# TASK STATEMENT
Everything from the line containing "Annotate the floor" to the final line of the records below should be given again exactly, and nothing else.

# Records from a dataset
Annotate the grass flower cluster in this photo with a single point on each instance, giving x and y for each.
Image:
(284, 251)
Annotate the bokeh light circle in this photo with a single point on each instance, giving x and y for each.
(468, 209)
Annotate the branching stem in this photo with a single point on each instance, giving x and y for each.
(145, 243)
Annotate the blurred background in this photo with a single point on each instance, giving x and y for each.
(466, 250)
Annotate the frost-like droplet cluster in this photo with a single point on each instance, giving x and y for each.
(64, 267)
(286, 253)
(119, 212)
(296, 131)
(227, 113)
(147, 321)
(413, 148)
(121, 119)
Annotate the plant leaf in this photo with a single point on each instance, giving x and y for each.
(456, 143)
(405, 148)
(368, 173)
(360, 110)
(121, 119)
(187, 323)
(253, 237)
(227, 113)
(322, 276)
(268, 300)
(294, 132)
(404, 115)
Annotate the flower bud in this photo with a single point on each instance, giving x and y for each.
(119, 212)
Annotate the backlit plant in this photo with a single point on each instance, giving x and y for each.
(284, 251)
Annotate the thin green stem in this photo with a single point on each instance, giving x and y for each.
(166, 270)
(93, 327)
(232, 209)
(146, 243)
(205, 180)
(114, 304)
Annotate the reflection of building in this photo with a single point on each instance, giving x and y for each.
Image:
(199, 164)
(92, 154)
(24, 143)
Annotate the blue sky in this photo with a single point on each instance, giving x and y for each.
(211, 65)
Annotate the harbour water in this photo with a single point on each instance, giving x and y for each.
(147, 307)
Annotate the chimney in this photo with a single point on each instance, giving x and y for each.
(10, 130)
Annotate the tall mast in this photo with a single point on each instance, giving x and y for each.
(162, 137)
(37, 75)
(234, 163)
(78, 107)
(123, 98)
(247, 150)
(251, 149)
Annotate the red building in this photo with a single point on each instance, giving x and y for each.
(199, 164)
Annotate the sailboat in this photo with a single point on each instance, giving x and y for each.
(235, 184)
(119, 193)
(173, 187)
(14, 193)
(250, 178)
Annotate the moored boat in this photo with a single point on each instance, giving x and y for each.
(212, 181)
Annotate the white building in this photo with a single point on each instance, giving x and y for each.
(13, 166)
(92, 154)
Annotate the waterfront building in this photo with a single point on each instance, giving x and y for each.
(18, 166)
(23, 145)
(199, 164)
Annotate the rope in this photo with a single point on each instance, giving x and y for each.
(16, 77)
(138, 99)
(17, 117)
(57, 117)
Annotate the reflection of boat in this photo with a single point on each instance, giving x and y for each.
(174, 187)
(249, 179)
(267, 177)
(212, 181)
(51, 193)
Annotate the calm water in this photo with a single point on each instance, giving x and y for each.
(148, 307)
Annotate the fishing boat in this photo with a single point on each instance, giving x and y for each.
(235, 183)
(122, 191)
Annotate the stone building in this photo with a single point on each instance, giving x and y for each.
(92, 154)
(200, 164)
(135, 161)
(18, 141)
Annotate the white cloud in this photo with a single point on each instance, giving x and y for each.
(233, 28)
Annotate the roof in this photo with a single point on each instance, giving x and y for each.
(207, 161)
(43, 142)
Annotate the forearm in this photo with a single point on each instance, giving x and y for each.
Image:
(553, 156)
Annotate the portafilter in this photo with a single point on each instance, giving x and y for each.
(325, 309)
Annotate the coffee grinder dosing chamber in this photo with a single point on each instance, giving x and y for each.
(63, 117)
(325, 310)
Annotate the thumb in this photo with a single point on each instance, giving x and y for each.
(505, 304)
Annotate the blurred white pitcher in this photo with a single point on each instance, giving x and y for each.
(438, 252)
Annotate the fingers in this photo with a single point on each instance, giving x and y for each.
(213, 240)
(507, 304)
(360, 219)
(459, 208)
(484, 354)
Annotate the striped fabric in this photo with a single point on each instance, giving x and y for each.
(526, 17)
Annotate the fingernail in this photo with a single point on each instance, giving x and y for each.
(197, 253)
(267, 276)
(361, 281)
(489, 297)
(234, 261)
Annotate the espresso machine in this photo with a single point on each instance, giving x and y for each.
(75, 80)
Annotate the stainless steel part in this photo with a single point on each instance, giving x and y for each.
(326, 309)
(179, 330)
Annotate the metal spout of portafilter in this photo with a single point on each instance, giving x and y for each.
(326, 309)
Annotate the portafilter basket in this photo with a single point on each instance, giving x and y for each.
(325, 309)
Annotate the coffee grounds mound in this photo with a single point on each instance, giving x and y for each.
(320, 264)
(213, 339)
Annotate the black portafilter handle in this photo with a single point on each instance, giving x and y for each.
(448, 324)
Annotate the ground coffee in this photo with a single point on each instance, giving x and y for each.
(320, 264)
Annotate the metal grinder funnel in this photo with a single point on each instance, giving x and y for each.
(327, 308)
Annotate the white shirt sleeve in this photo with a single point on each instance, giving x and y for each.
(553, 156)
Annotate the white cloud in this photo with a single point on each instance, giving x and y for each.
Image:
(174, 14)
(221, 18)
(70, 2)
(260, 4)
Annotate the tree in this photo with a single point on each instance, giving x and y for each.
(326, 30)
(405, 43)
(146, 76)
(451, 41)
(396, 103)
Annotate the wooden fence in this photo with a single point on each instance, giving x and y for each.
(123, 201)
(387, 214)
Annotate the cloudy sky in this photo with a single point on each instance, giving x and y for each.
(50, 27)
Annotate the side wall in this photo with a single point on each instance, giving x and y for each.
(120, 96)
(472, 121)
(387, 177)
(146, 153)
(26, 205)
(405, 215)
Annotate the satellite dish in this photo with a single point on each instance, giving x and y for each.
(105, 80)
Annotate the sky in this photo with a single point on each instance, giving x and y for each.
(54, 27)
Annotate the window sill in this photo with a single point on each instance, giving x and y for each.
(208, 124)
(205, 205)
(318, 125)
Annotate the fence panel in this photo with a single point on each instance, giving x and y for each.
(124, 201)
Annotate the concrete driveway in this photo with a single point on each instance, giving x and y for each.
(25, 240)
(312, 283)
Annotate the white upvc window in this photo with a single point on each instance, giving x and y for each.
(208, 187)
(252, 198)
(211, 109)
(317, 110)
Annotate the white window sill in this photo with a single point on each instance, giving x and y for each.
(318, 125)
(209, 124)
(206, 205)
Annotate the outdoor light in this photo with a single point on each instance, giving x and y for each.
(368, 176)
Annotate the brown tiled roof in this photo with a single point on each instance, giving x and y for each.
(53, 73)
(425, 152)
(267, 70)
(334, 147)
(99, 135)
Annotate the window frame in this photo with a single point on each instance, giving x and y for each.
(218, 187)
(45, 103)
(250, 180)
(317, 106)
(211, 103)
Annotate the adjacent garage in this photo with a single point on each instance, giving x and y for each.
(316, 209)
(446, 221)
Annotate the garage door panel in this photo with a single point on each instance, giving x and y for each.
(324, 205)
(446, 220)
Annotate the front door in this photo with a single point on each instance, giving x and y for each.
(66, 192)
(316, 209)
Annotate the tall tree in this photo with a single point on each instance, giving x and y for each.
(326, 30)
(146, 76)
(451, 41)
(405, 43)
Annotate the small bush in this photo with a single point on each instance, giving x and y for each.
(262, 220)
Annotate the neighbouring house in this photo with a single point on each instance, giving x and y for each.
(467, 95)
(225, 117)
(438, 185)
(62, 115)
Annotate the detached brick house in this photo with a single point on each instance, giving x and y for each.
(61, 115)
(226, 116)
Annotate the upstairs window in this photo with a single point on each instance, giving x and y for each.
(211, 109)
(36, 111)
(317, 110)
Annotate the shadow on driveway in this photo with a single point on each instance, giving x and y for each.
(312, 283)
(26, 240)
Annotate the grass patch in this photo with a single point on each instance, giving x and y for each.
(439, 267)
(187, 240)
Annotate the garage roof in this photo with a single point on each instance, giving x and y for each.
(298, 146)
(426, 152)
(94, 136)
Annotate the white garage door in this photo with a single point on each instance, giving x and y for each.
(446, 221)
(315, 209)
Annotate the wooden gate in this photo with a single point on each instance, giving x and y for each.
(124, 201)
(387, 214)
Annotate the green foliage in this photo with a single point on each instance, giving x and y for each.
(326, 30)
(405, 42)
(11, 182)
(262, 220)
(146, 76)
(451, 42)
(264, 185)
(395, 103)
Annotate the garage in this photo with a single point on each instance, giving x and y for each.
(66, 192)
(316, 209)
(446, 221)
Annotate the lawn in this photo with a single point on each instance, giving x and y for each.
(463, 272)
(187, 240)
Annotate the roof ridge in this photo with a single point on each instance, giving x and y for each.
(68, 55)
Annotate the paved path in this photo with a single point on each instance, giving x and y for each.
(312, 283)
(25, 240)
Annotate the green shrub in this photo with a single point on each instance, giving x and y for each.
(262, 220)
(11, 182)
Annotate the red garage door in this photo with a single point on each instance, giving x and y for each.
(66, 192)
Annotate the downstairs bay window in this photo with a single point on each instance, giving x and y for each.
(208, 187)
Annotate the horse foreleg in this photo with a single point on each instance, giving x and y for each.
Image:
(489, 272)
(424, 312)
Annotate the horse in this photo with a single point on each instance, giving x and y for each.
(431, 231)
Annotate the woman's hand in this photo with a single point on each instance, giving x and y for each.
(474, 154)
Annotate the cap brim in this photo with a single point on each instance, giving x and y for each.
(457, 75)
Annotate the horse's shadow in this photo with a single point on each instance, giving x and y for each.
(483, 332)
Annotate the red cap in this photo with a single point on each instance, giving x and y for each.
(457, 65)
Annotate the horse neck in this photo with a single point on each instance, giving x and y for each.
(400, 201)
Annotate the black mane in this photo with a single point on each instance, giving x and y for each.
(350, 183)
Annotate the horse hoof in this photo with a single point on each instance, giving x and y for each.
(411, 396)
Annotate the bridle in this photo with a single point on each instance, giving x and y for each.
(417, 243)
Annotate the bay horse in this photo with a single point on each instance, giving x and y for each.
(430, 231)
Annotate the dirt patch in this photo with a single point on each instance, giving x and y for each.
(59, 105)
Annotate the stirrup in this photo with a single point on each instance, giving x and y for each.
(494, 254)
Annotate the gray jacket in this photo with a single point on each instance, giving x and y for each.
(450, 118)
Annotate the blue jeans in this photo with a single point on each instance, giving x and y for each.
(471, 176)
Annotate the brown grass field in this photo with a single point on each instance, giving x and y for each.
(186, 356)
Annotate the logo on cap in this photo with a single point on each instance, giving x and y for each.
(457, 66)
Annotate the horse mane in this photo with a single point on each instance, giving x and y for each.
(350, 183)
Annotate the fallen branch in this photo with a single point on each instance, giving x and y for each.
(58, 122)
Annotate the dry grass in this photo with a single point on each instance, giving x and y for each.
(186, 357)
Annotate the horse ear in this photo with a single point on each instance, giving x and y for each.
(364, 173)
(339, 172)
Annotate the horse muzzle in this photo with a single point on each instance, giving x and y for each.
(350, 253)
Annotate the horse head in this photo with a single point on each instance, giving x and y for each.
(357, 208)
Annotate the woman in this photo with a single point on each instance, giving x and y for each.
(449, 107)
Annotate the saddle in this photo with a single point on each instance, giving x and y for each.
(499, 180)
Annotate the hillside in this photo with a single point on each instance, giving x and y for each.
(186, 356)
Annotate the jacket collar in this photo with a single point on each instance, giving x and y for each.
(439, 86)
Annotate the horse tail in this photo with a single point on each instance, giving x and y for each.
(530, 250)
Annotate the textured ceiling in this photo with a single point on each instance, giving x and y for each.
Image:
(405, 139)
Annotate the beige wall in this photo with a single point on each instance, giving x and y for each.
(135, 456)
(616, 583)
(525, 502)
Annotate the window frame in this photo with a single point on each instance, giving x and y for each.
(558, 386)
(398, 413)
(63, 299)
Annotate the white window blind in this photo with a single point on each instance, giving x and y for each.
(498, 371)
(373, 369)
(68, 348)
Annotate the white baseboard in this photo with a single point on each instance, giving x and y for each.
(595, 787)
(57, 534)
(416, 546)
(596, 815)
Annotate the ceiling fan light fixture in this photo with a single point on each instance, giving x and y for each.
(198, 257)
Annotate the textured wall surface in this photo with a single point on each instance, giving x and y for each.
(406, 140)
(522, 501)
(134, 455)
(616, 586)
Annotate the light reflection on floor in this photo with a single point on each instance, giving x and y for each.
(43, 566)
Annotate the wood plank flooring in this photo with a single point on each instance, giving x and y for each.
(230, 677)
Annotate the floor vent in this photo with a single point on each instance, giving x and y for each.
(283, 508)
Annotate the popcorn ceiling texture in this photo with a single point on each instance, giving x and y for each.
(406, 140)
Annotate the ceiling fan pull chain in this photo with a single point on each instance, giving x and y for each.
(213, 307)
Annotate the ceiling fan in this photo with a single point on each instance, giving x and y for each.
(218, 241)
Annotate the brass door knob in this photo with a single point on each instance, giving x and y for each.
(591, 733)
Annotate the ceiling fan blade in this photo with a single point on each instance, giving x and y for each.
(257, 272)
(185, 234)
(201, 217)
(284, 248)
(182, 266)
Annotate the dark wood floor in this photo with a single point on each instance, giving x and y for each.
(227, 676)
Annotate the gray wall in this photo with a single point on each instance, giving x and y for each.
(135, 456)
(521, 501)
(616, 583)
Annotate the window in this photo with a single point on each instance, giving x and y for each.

# CORRECT ANSWER
Annotate the floor vent in this photo with a single point on each instance, giving x and y for each.
(283, 508)
Annotate the popcorn ceiling texture in this photo with a single point on each instance, giving x and y for each.
(406, 140)
Annotate the ceiling fan pull chain in this photo with a single point on each instance, giving x and y for each.
(213, 307)
Annotate the ceiling fan in this photo with a single point on each instance, giving x and y for each.
(218, 241)
Annotate the brass door knob in this photo with a single point on each instance, giving x and y for each.
(591, 733)
Annotate the ceiling fan blade in this photo with a single point on each instance, giving x and y for each.
(257, 272)
(185, 234)
(201, 217)
(284, 248)
(182, 266)
Annotate the dark wood floor in this photo with a single point on each instance, giving x and y for each.
(227, 676)
Annotate the gray wall in this photo with a single point on each instance, giving x and y for each.
(135, 456)
(521, 501)
(616, 583)
Annotate the window in this photo with a single point on each instance, giving x and y for each.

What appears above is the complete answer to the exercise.